→ Exercise objective:
Count the lines of the data below that contain the string "house". Reply with the number alone.

→ Given records:
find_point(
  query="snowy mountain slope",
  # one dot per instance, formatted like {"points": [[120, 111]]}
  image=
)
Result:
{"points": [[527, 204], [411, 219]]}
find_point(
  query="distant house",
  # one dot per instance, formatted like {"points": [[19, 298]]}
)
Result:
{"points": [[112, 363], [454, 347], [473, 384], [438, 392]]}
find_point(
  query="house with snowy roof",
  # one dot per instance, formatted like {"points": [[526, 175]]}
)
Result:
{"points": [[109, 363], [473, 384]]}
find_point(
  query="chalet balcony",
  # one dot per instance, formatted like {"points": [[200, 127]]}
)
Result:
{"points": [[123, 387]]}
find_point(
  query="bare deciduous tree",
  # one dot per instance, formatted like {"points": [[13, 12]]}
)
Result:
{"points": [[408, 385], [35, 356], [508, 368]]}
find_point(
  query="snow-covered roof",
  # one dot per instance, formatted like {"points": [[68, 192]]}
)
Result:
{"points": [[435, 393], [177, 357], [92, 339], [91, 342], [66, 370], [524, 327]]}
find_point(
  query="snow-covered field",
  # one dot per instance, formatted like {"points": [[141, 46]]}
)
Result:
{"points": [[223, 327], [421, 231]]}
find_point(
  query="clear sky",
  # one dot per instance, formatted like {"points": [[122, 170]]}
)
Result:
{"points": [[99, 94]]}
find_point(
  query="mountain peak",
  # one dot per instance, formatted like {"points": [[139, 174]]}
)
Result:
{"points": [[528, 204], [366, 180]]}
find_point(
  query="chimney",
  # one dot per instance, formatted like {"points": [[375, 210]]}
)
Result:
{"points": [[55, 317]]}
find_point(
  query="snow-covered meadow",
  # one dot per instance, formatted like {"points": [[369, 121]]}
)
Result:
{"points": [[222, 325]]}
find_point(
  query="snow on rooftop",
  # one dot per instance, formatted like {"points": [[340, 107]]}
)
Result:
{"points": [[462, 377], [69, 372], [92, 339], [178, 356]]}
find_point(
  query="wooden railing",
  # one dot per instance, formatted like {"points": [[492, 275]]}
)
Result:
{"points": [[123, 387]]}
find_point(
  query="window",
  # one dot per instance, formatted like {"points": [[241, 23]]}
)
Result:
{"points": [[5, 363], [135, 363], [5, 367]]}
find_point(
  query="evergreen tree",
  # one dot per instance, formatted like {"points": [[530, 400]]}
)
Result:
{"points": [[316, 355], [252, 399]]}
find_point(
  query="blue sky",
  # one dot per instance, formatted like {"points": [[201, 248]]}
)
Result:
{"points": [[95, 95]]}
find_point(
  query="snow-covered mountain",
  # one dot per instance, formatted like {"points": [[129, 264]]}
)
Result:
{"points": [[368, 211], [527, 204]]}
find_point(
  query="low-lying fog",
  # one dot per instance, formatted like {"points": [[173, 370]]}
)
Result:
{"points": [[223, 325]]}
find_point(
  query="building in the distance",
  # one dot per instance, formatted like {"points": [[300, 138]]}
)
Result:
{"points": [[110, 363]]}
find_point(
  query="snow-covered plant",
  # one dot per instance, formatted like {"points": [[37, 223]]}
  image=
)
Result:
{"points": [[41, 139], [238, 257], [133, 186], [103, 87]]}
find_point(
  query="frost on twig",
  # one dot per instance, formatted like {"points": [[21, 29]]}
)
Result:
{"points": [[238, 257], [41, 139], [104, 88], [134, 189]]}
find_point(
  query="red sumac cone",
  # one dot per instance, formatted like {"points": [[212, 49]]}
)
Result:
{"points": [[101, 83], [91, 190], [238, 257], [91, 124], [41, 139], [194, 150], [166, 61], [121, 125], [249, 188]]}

→ Task answer:
2